Task to carry out - Every line below should be repeated exactly.

Listed entries -
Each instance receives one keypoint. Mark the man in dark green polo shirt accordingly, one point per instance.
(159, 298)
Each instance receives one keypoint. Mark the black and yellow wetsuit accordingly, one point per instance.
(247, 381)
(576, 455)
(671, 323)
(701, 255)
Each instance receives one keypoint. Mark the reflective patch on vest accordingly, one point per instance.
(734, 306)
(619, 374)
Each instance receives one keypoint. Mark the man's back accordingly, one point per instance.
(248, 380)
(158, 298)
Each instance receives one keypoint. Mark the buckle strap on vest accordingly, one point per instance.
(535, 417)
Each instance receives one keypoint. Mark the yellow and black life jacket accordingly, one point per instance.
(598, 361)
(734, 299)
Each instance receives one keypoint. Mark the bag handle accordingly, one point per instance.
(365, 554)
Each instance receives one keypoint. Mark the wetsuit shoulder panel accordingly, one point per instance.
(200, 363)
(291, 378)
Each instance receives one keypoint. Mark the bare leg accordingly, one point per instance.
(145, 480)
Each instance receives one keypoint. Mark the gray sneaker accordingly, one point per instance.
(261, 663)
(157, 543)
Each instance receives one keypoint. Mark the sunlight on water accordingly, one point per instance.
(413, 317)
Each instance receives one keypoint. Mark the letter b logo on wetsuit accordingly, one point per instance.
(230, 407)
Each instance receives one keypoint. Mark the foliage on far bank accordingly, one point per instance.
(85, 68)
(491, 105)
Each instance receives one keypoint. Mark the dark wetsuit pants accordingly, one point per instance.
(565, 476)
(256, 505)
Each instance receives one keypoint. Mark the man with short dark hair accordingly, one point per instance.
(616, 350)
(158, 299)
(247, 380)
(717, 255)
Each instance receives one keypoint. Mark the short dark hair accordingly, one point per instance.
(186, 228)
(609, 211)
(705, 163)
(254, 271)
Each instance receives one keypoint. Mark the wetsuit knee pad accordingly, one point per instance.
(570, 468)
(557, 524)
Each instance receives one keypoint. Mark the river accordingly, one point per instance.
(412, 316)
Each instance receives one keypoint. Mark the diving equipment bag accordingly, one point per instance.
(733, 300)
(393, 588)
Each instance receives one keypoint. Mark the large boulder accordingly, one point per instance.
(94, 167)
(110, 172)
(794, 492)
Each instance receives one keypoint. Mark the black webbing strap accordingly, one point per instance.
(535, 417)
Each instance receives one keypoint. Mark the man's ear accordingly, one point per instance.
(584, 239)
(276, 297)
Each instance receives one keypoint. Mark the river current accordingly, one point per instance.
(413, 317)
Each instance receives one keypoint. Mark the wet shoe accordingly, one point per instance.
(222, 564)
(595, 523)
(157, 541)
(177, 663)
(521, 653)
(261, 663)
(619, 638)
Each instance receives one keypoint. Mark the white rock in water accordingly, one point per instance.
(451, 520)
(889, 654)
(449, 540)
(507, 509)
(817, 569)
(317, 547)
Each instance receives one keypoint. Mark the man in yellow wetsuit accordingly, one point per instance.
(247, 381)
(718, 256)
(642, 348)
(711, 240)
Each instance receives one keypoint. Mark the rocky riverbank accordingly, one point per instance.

Completed task -
Each instance receives one keypoint. Mark the man in dark green polo shirt accordingly, one point per instance.
(159, 298)
Each instance receives one keypoint. Mark the black and yellow wetsuit accordingly, one point per instance.
(247, 381)
(576, 455)
(671, 323)
(701, 255)
Each instance receives one keypoint. Mark the reflective patch on vest accordingly, one point per instance.
(734, 306)
(619, 374)
Each instance receives one keypoint. Mark the man's back accordingly, one point per instance.
(248, 380)
(158, 298)
Each instance receives one keypoint. Mark the buckle strap on vest accordingly, one point per instance.
(535, 417)
Each instance receives one keypoint. Mark the yellow and black life jacket accordingly, one point per instance.
(598, 361)
(734, 299)
Each instance receives one keypoint. Mark the bag handle accordingly, one point per instance.
(365, 554)
Each instance receives one keypoint. Mark the wetsuit shoulder panel accordingly, one point per instance.
(200, 363)
(291, 378)
Each instance receives one keypoint. Mark the bare leg accordingly, one point per instance.
(145, 480)
Each instance receives one keypoint. Mark the gray sneaker accordingly, one point per instance.
(261, 663)
(157, 543)
Each instance receives one keypoint. Mark the sunlight on water accordingly, one point per instance.
(413, 317)
Each instance receives one keypoint. Mark the letter b logo on wetsuit accordingly, one point per instance.
(230, 407)
Each instance receives one keypoint. Mark the foliage on far bank accordingly, one point per instance.
(85, 68)
(491, 105)
Each instance receives one keypoint. Mark the dark wetsuit pants accordingly, one point per instance.
(565, 476)
(256, 505)
Each instance receives one keypoint. Mark the man with short dark hair accordingly, one point per instance.
(616, 350)
(158, 299)
(247, 380)
(717, 255)
Each instance receives one keypoint. Mark the short dark hair accordingly, one point per instance.
(186, 228)
(609, 211)
(705, 163)
(254, 271)
Each instance receives one keypoint. Mark the wetsuit knee pad accordingly, one point per instance.
(570, 468)
(557, 524)
Each instance receives one keypoint. Mark the river accordingly, one point per instance.
(412, 316)
Each instance receives one keypoint. Mark the diving equipment bag accordingly, one point per instance.
(733, 300)
(393, 588)
Each instance receives one keypoint. Mark the large boulder accordingly, one point per instance.
(94, 167)
(110, 172)
(794, 492)
Each instance receives one keypoint. Mark the black webbing strap accordingly, one point per instance.
(535, 417)
Each instance receives one keypoint. Mark the man's ear accordingly, one point per instance.
(584, 239)
(276, 297)
Each instance receives one keypoint. Mark the river current accordingly, one point per instance.
(413, 317)
Each instance receives one keypoint. Mark the wet shoe accordingly, one point per instance.
(222, 564)
(595, 523)
(157, 541)
(177, 663)
(521, 653)
(261, 663)
(619, 638)
Each instance receives one keypoint. Mark the white rock in water accordingly, one point per instance.
(451, 520)
(889, 654)
(449, 540)
(507, 509)
(817, 569)
(317, 547)
Each instance receives one keypoint. Mark the man in yellow wetsuit accordingly, one point per instance.
(247, 381)
(718, 256)
(642, 348)
(711, 240)
Each instance receives one keypoint. Mark the rocky riverbank accordingly, one point per instance.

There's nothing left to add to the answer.